# TEXTO CITADO
----
Como se sabe, na sua acepção originária, este princípio proíbe a utilização ou transformação do homem em objeto dos processos e ações estatais. O Estado está vinculado ao dever de respeito e proteção do indivíduo contra exposição a ofensas ou humilhações. A propósito, em comentários ao art. 1º da Constituição alemã, afirma Günther Dürig que a submissão do homem a um processo judicial indefinido e sua degradação como objeto do processo estatal atenta contra o princípio da proteção judicial efetiva (rechtliches Gehör) e fere o princípio da dignidade humana [“Eine Auslieferung des Menschen an ein staatliches Verfahren und eine Degradierung zum Objekt dieses Verfahrens wäre die Verweigerung des rechtlichen Gehörs.”] (MAUNZ-DÜRIG, Grundgesetz Kommentar, Band I, München, Verlag C.H.Beck , 1990, 1I 18).

No caso dos autos, afigura-se inequívoco, pelo menos em sede de juízo cautelar, que o não reconhecimento do direito de não responder às perguntas, cujas respostas possam vir a incriminá-lo, importará graves e irreversíveis prejuízos a direito fundamental do paciente.
----
# MATERIAL
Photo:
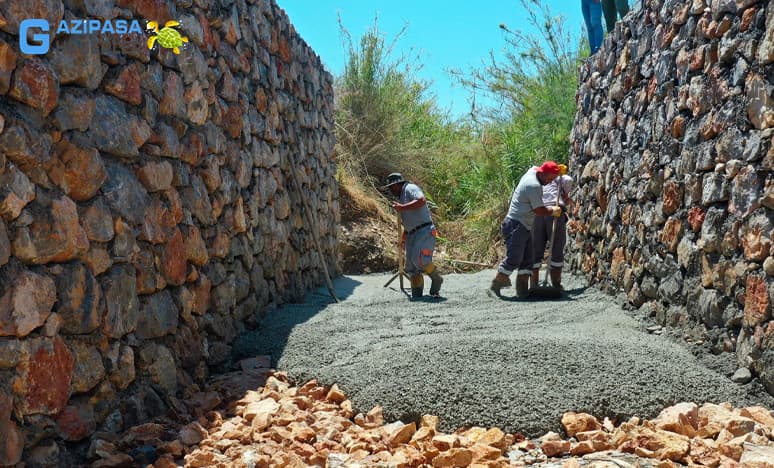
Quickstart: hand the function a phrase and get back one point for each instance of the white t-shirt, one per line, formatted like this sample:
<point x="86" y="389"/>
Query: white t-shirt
<point x="551" y="191"/>
<point x="527" y="196"/>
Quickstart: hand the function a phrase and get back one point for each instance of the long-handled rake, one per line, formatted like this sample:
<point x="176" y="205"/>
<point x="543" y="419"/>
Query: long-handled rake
<point x="401" y="259"/>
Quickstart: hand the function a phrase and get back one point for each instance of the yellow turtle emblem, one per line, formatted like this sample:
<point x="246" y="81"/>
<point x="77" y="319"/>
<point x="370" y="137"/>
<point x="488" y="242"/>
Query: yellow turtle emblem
<point x="167" y="37"/>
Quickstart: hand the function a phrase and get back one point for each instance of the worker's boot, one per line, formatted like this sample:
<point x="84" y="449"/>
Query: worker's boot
<point x="556" y="277"/>
<point x="500" y="281"/>
<point x="417" y="286"/>
<point x="522" y="286"/>
<point x="436" y="280"/>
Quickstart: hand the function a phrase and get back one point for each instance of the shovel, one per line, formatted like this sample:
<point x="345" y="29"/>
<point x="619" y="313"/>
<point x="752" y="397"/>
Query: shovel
<point x="544" y="290"/>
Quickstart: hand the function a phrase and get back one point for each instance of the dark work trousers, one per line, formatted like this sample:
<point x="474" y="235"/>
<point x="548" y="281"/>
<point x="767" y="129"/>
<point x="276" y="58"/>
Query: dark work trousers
<point x="518" y="245"/>
<point x="541" y="236"/>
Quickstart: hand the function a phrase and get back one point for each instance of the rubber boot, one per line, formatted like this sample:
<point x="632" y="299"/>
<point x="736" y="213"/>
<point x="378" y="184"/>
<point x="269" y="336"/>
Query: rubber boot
<point x="556" y="277"/>
<point x="534" y="280"/>
<point x="500" y="281"/>
<point x="417" y="286"/>
<point x="436" y="279"/>
<point x="522" y="286"/>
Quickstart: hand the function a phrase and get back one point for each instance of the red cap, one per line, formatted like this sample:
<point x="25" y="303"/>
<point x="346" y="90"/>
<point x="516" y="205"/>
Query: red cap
<point x="549" y="167"/>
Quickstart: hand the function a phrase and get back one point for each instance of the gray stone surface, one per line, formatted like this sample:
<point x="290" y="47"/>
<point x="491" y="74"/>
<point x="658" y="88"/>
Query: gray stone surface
<point x="476" y="360"/>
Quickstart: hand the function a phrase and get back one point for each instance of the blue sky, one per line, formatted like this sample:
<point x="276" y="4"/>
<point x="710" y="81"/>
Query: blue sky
<point x="448" y="34"/>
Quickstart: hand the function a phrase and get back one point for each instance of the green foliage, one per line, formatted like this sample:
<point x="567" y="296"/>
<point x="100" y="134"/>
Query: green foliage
<point x="386" y="121"/>
<point x="535" y="85"/>
<point x="384" y="115"/>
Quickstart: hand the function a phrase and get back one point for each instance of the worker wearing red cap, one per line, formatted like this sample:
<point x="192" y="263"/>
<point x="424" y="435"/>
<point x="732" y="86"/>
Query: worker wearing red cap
<point x="549" y="230"/>
<point x="526" y="203"/>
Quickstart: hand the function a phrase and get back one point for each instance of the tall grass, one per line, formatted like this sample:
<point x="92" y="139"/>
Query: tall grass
<point x="388" y="121"/>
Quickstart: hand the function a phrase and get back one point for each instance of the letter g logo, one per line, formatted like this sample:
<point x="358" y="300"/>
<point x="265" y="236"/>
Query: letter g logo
<point x="42" y="40"/>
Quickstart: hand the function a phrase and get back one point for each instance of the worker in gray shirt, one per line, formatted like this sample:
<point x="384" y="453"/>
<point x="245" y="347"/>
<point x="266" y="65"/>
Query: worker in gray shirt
<point x="419" y="235"/>
<point x="526" y="202"/>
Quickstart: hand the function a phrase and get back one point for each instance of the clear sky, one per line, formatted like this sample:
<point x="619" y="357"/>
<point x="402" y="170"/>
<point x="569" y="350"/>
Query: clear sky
<point x="448" y="34"/>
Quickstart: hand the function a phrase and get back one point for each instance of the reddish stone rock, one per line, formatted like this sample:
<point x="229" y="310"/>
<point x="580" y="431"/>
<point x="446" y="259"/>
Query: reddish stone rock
<point x="201" y="291"/>
<point x="678" y="127"/>
<point x="747" y="18"/>
<point x="7" y="66"/>
<point x="45" y="377"/>
<point x="175" y="206"/>
<point x="284" y="50"/>
<point x="261" y="100"/>
<point x="26" y="304"/>
<point x="76" y="422"/>
<point x="232" y="121"/>
<point x="173" y="260"/>
<point x="673" y="197"/>
<point x="16" y="191"/>
<point x="194" y="149"/>
<point x="146" y="272"/>
<point x="696" y="218"/>
<point x="12" y="443"/>
<point x="127" y="85"/>
<point x="756" y="245"/>
<point x="53" y="236"/>
<point x="78" y="171"/>
<point x="36" y="85"/>
<point x="618" y="262"/>
<point x="756" y="301"/>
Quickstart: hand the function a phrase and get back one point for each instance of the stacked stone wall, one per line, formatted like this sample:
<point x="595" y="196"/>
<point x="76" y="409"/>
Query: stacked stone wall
<point x="147" y="210"/>
<point x="673" y="160"/>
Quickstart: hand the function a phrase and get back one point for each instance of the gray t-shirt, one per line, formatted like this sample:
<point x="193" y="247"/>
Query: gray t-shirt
<point x="413" y="218"/>
<point x="527" y="196"/>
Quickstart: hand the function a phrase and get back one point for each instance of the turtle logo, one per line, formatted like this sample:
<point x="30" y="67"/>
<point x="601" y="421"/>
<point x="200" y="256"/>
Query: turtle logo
<point x="167" y="37"/>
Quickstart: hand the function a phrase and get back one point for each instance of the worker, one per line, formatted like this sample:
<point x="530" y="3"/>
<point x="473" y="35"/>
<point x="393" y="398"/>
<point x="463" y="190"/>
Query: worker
<point x="526" y="203"/>
<point x="419" y="235"/>
<point x="550" y="229"/>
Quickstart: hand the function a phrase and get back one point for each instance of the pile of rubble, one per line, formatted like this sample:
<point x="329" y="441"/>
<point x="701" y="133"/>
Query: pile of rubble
<point x="285" y="426"/>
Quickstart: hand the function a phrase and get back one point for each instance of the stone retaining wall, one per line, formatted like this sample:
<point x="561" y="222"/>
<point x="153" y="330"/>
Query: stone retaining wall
<point x="673" y="157"/>
<point x="148" y="210"/>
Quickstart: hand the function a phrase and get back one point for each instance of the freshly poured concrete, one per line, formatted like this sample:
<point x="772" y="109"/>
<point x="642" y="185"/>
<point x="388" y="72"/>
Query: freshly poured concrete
<point x="473" y="359"/>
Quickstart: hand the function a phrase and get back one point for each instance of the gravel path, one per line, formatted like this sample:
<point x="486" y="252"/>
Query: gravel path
<point x="477" y="360"/>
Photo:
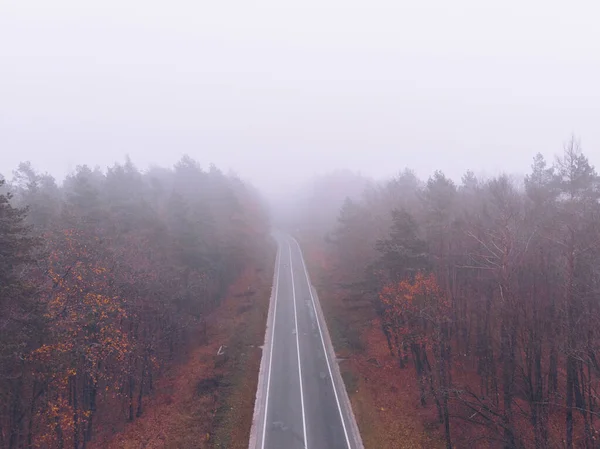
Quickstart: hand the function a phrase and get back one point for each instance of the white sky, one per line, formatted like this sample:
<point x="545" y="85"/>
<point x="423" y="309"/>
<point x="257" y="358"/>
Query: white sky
<point x="281" y="89"/>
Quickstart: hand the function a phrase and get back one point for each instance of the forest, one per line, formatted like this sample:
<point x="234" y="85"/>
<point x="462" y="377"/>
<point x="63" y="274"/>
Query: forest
<point x="487" y="293"/>
<point x="106" y="279"/>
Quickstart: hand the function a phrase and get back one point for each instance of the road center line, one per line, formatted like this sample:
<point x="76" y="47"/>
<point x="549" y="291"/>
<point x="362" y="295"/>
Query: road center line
<point x="298" y="348"/>
<point x="337" y="400"/>
<point x="271" y="351"/>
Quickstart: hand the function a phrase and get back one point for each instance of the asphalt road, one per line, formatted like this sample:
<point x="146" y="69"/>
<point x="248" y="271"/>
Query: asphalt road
<point x="301" y="400"/>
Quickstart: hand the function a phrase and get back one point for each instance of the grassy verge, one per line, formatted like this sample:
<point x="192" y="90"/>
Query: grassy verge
<point x="208" y="401"/>
<point x="235" y="407"/>
<point x="384" y="398"/>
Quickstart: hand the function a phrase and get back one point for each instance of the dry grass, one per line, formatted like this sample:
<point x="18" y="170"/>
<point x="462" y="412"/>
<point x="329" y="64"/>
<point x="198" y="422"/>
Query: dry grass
<point x="208" y="401"/>
<point x="384" y="397"/>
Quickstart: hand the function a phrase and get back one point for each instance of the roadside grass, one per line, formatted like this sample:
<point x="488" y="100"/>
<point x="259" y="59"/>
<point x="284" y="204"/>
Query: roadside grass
<point x="207" y="402"/>
<point x="384" y="397"/>
<point x="235" y="407"/>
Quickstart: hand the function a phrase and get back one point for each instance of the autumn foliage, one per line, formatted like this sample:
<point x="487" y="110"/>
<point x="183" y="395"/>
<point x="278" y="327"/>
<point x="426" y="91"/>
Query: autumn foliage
<point x="106" y="281"/>
<point x="488" y="292"/>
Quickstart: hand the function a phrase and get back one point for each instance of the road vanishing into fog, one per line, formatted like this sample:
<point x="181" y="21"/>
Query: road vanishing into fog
<point x="301" y="400"/>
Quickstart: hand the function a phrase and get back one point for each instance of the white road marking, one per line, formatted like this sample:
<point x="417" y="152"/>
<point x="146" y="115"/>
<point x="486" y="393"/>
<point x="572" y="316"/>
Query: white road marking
<point x="323" y="342"/>
<point x="271" y="353"/>
<point x="298" y="347"/>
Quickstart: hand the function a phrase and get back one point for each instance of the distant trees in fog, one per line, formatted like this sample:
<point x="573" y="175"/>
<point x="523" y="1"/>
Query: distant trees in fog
<point x="104" y="279"/>
<point x="490" y="293"/>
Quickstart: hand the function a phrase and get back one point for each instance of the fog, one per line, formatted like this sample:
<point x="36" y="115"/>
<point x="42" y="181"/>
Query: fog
<point x="280" y="91"/>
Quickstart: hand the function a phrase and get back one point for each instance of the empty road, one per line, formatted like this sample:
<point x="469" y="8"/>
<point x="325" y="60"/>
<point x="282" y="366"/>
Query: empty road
<point x="301" y="400"/>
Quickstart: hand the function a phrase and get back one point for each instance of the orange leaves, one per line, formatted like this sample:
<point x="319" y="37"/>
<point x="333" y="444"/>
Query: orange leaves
<point x="413" y="309"/>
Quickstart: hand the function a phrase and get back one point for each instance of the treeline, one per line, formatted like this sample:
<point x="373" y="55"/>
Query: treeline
<point x="489" y="292"/>
<point x="105" y="280"/>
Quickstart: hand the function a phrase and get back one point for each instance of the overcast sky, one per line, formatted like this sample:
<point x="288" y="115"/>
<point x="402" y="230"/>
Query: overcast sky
<point x="280" y="89"/>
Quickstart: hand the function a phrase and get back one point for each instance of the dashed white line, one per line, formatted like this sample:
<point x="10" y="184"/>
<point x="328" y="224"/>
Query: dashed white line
<point x="298" y="348"/>
<point x="271" y="353"/>
<point x="323" y="342"/>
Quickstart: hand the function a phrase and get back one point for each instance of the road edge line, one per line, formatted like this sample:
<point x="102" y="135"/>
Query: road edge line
<point x="298" y="349"/>
<point x="262" y="372"/>
<point x="335" y="372"/>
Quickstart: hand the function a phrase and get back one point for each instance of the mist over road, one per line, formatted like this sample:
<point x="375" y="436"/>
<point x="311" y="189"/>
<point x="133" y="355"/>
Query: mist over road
<point x="301" y="399"/>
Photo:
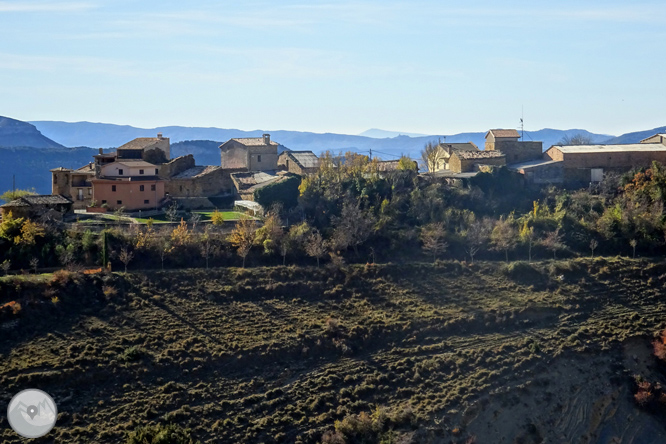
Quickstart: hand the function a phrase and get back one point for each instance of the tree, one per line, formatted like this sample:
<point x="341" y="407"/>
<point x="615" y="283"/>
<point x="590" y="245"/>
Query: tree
<point x="125" y="256"/>
<point x="315" y="246"/>
<point x="243" y="236"/>
<point x="171" y="212"/>
<point x="553" y="242"/>
<point x="195" y="218"/>
<point x="431" y="155"/>
<point x="475" y="236"/>
<point x="34" y="263"/>
<point x="576" y="139"/>
<point x="503" y="237"/>
<point x="352" y="228"/>
<point x="6" y="266"/>
<point x="217" y="218"/>
<point x="432" y="236"/>
<point x="528" y="236"/>
<point x="10" y="195"/>
<point x="207" y="244"/>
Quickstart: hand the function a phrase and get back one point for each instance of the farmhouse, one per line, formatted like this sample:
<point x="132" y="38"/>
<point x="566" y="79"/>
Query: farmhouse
<point x="584" y="164"/>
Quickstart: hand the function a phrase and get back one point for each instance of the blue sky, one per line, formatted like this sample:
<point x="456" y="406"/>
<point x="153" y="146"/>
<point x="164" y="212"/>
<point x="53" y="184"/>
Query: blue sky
<point x="434" y="67"/>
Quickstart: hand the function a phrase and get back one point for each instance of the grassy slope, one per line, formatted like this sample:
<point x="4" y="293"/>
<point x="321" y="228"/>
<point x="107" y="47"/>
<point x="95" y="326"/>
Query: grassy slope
<point x="251" y="355"/>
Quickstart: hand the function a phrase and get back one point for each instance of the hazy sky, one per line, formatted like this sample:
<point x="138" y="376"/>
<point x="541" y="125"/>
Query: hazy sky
<point x="434" y="67"/>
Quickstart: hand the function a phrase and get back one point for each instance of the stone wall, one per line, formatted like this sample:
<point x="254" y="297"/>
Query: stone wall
<point x="517" y="152"/>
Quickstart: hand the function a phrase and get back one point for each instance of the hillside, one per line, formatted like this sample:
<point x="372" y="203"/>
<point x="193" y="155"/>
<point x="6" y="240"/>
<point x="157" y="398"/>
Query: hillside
<point x="14" y="133"/>
<point x="448" y="353"/>
<point x="109" y="135"/>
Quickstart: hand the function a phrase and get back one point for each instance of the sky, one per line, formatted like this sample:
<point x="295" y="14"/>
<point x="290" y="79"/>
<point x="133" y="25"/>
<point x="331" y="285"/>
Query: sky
<point x="431" y="67"/>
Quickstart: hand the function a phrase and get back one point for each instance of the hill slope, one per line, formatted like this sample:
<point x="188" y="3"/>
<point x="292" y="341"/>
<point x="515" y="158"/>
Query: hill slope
<point x="453" y="353"/>
<point x="15" y="133"/>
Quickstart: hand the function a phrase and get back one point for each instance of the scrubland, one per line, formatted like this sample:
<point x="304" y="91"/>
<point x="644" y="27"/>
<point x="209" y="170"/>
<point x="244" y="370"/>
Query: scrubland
<point x="448" y="352"/>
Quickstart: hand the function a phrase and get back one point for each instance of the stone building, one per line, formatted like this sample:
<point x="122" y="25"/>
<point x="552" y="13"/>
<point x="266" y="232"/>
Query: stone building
<point x="515" y="150"/>
<point x="249" y="154"/>
<point x="299" y="162"/>
<point x="471" y="161"/>
<point x="35" y="206"/>
<point x="579" y="165"/>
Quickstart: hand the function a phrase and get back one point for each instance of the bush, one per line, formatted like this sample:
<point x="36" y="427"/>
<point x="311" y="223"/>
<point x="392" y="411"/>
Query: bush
<point x="161" y="434"/>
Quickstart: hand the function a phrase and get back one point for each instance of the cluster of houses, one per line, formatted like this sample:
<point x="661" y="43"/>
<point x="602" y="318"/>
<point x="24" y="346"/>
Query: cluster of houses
<point x="141" y="175"/>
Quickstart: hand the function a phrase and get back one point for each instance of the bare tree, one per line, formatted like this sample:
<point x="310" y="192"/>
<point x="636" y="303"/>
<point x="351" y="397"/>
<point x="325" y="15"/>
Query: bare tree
<point x="207" y="244"/>
<point x="125" y="256"/>
<point x="593" y="245"/>
<point x="195" y="218"/>
<point x="34" y="263"/>
<point x="315" y="246"/>
<point x="172" y="212"/>
<point x="431" y="156"/>
<point x="504" y="236"/>
<point x="243" y="236"/>
<point x="432" y="236"/>
<point x="6" y="266"/>
<point x="576" y="139"/>
<point x="352" y="228"/>
<point x="553" y="242"/>
<point x="475" y="236"/>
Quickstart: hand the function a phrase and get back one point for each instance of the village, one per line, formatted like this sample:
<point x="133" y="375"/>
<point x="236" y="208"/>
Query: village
<point x="140" y="177"/>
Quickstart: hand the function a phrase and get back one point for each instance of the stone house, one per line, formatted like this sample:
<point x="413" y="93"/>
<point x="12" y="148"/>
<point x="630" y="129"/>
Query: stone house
<point x="299" y="162"/>
<point x="38" y="206"/>
<point x="249" y="154"/>
<point x="580" y="165"/>
<point x="515" y="150"/>
<point x="471" y="161"/>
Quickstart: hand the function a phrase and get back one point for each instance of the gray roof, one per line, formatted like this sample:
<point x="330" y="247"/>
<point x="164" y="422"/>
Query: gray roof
<point x="252" y="141"/>
<point x="196" y="171"/>
<point x="589" y="149"/>
<point x="37" y="199"/>
<point x="306" y="159"/>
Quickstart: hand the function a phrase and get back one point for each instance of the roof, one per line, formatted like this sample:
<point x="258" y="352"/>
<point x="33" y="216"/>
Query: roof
<point x="196" y="171"/>
<point x="533" y="164"/>
<point x="305" y="159"/>
<point x="625" y="148"/>
<point x="140" y="143"/>
<point x="252" y="141"/>
<point x="135" y="163"/>
<point x="38" y="199"/>
<point x="503" y="133"/>
<point x="450" y="147"/>
<point x="479" y="154"/>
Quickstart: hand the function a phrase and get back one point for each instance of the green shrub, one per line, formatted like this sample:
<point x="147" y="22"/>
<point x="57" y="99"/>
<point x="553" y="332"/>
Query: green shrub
<point x="161" y="434"/>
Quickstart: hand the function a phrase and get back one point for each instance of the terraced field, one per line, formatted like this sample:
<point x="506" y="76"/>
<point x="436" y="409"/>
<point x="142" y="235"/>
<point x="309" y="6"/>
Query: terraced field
<point x="448" y="353"/>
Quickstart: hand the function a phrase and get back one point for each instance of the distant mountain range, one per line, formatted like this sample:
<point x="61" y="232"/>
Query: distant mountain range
<point x="17" y="133"/>
<point x="29" y="150"/>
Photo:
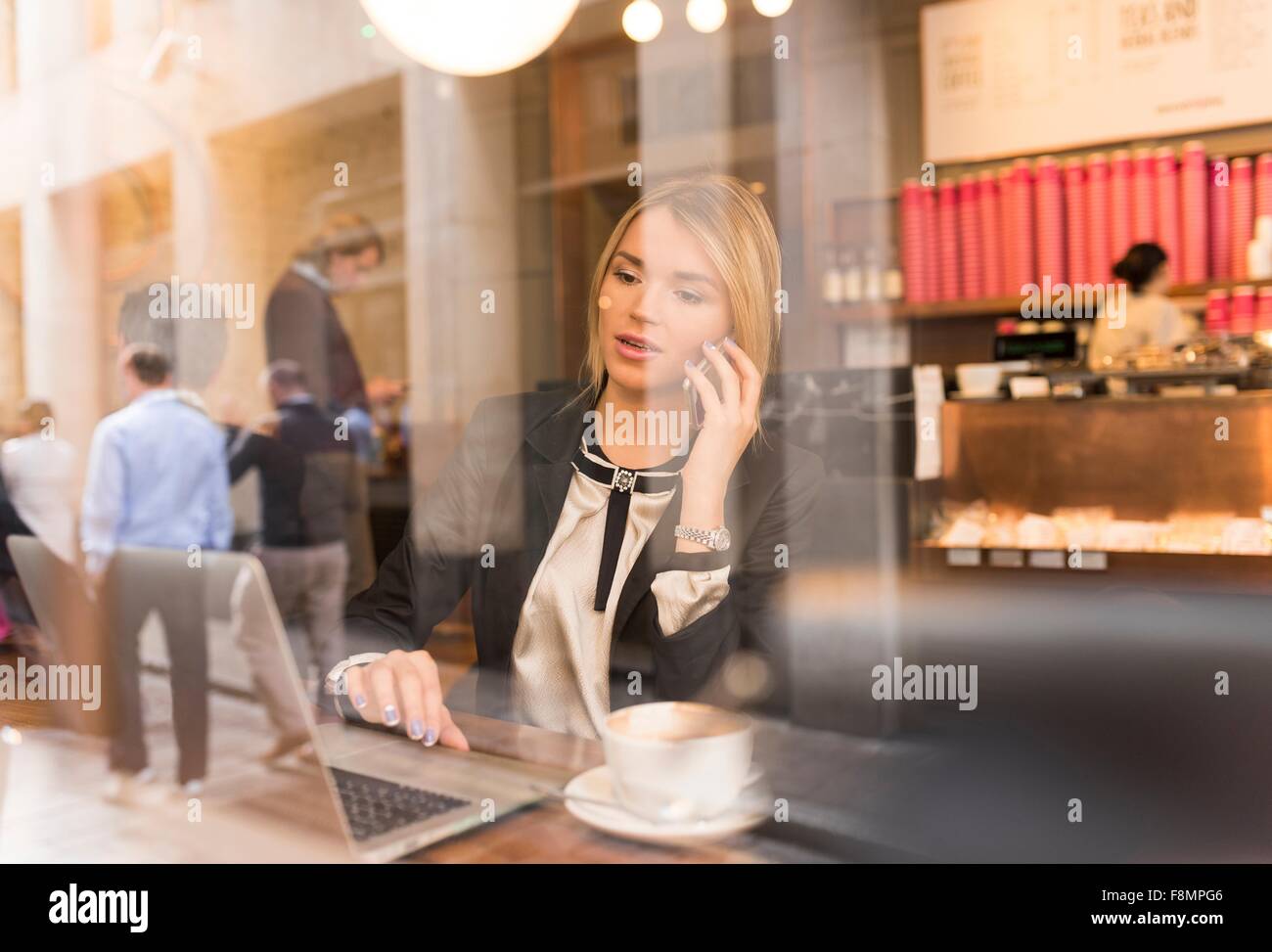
----
# SOLICITAÇÃO ESCRITA
Segundo o texto citado, Günther Dürig comenta o artigo 1º de qual Constituição?

# RESPOSTA À TAREFA
Da Constituição alemã.